**TASK INSTRUCTIONS**
Reproduce the records that follow in full, excluding any picture they contain.

>> Start

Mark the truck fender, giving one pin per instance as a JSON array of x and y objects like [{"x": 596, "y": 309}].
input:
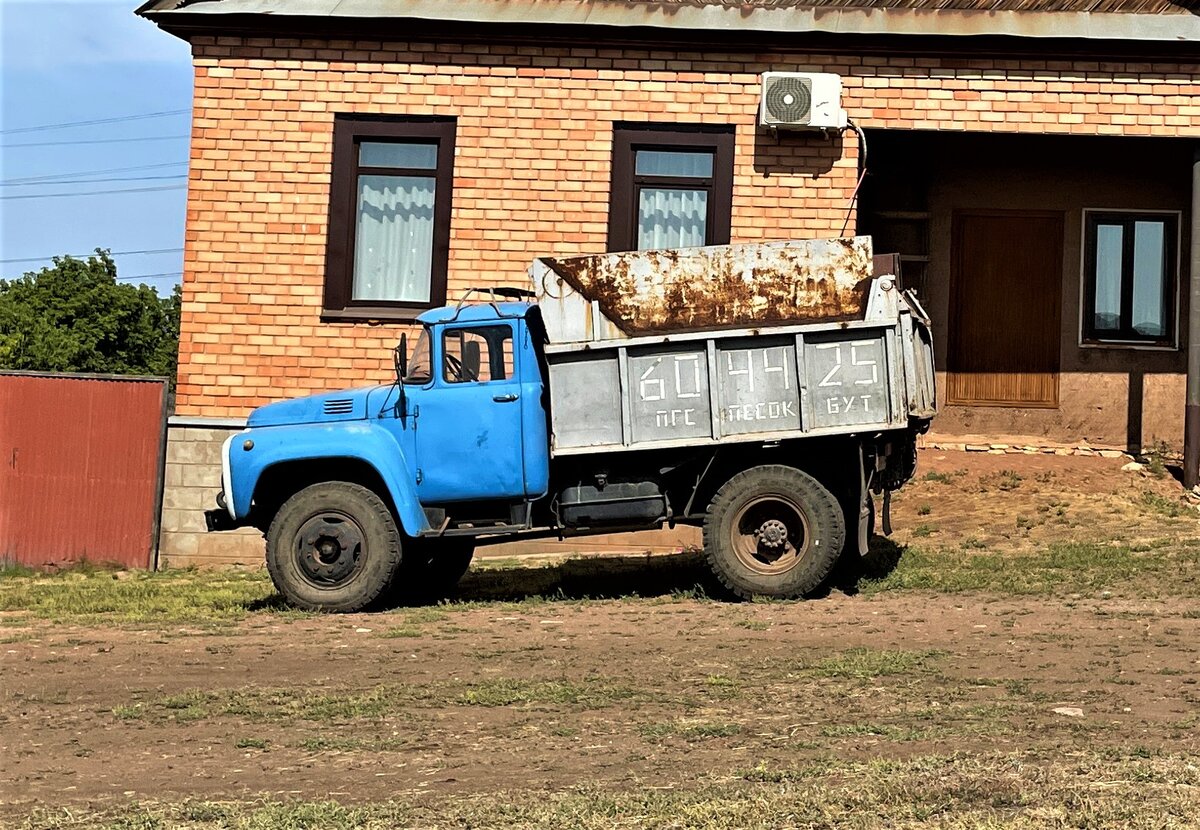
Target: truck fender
[{"x": 315, "y": 441}]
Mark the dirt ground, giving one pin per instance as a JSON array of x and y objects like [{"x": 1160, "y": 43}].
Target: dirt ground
[{"x": 525, "y": 686}]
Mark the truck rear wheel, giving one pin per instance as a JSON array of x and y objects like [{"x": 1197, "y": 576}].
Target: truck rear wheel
[
  {"x": 333, "y": 546},
  {"x": 773, "y": 531}
]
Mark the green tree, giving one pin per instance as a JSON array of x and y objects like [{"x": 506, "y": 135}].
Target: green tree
[{"x": 76, "y": 317}]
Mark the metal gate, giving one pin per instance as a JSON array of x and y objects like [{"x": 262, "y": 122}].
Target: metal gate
[{"x": 81, "y": 468}]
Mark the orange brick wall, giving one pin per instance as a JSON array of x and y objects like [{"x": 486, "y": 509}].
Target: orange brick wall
[{"x": 532, "y": 168}]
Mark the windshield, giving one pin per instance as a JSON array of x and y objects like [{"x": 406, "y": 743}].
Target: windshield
[{"x": 420, "y": 370}]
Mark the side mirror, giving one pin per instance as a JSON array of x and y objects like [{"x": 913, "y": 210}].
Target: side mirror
[{"x": 401, "y": 358}]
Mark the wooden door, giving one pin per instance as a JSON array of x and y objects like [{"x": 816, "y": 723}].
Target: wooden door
[{"x": 1006, "y": 322}]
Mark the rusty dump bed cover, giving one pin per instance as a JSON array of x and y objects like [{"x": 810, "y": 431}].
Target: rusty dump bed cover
[{"x": 622, "y": 295}]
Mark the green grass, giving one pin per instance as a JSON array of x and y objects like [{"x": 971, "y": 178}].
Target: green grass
[
  {"x": 256, "y": 704},
  {"x": 952, "y": 792},
  {"x": 90, "y": 595},
  {"x": 516, "y": 692},
  {"x": 1003, "y": 480},
  {"x": 1056, "y": 569},
  {"x": 864, "y": 663},
  {"x": 689, "y": 731},
  {"x": 1164, "y": 505}
]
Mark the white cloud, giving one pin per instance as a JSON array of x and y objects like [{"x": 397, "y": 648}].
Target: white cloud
[{"x": 49, "y": 34}]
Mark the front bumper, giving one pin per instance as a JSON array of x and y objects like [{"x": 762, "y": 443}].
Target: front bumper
[{"x": 219, "y": 519}]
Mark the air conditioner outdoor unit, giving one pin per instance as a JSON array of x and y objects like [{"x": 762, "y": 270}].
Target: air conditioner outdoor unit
[{"x": 802, "y": 101}]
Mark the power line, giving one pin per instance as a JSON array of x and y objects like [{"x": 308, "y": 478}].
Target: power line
[
  {"x": 94, "y": 121},
  {"x": 125, "y": 190},
  {"x": 93, "y": 140},
  {"x": 153, "y": 276},
  {"x": 90, "y": 173},
  {"x": 89, "y": 181},
  {"x": 81, "y": 256}
]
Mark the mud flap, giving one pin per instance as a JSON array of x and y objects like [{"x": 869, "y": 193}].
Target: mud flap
[{"x": 865, "y": 507}]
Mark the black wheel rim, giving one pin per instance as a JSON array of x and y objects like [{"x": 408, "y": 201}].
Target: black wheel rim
[
  {"x": 769, "y": 534},
  {"x": 329, "y": 549}
]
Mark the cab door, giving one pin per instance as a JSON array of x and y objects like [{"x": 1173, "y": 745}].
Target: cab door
[{"x": 468, "y": 427}]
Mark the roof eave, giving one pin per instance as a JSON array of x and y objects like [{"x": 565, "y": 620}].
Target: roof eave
[{"x": 715, "y": 18}]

>> End

**SOLUTION**
Mark the truck fender, giving one pin per instance as a JSON array of x and y objects like [{"x": 596, "y": 309}].
input:
Target: truck fender
[{"x": 315, "y": 441}]
Mark the dirt ground, giving one pin per instance as a JSON array of x and y objects like [{"x": 1160, "y": 43}].
Target: dirt ground
[{"x": 525, "y": 686}]
Mark the truck rear wheel, giving one pin per instance as a JSON array of x and y objects like [{"x": 1197, "y": 576}].
Target: truck rear wheel
[
  {"x": 333, "y": 546},
  {"x": 773, "y": 531}
]
Mark the green tree, giving one pin per instance as a JSON array of x and y objects like [{"x": 506, "y": 135}].
Target: green tree
[{"x": 76, "y": 317}]
Mark the metal gate, giving one pin per instance as a JSON array of x and y objects like [{"x": 262, "y": 122}].
Target: metal gate
[{"x": 81, "y": 468}]
Mark the orange brick wall, giving one pin per instance as a JSON array of x and y objects like [{"x": 486, "y": 509}].
Target: orange brick wall
[{"x": 532, "y": 168}]
Mark the windshield, giving one pin per instance as a JSON array of x and y objects like [{"x": 406, "y": 743}].
Target: windshield
[{"x": 420, "y": 370}]
Mark the side mirror, giving one pin per instance as a JSON array of x and y objects like [{"x": 913, "y": 210}].
Target: side mirror
[{"x": 401, "y": 358}]
Mark the wooden door, giving one pin per instance as a JSON array of x and y objects like [{"x": 816, "y": 723}].
Target: wooden door
[{"x": 1006, "y": 322}]
Mark the rusty dump bed cover, giving one pin per instance as a JSON array of x and y objects like [{"x": 810, "y": 431}].
Target: rusty dump bed cover
[{"x": 622, "y": 295}]
Mark the green grass, giving one pin per instance as a JSON array of x and y objects like [{"x": 971, "y": 178}].
Target: green grass
[
  {"x": 256, "y": 704},
  {"x": 952, "y": 792},
  {"x": 90, "y": 595},
  {"x": 516, "y": 692},
  {"x": 1003, "y": 480},
  {"x": 1056, "y": 569},
  {"x": 864, "y": 663},
  {"x": 689, "y": 731},
  {"x": 1164, "y": 505}
]
Mark the white cloud, giving one pin per instance as a JSON array of x and y objects like [{"x": 397, "y": 648}].
Target: white cloud
[{"x": 49, "y": 34}]
Mark the front bumper, giving one pin per instance as a JSON array of x and y objects like [{"x": 762, "y": 443}].
Target: front bumper
[{"x": 219, "y": 519}]
Mark the air conditioner outdoor unit, giving one pin per instance as a JSON array of x and y objects like [{"x": 762, "y": 270}].
Target: air conditioner outdoor unit
[{"x": 802, "y": 101}]
Mark the power line, giving one pin per instance as a JSON array of x and y objects like [{"x": 308, "y": 478}].
Target: power line
[
  {"x": 94, "y": 121},
  {"x": 125, "y": 190},
  {"x": 93, "y": 140},
  {"x": 153, "y": 276},
  {"x": 90, "y": 173},
  {"x": 89, "y": 181},
  {"x": 81, "y": 256}
]
Mark the mud flap, giving one pin per instance as a JSON array of x and y objects like [{"x": 869, "y": 193}].
Target: mud flap
[{"x": 865, "y": 507}]
Mark the black wheel rim, giving one pin per instance as a JSON array of x and y objects like [{"x": 408, "y": 201}].
Target: black wheel rim
[
  {"x": 769, "y": 534},
  {"x": 329, "y": 549}
]
Mark the cab door, giving one pin per instance as a JSON array of x and y objects like [{"x": 1173, "y": 745}].
Target: cab door
[{"x": 468, "y": 427}]
Mark the roof eave, giving one pin per instance as a JSON array of x and y objects like [{"x": 565, "y": 620}].
Target: roof eave
[{"x": 715, "y": 18}]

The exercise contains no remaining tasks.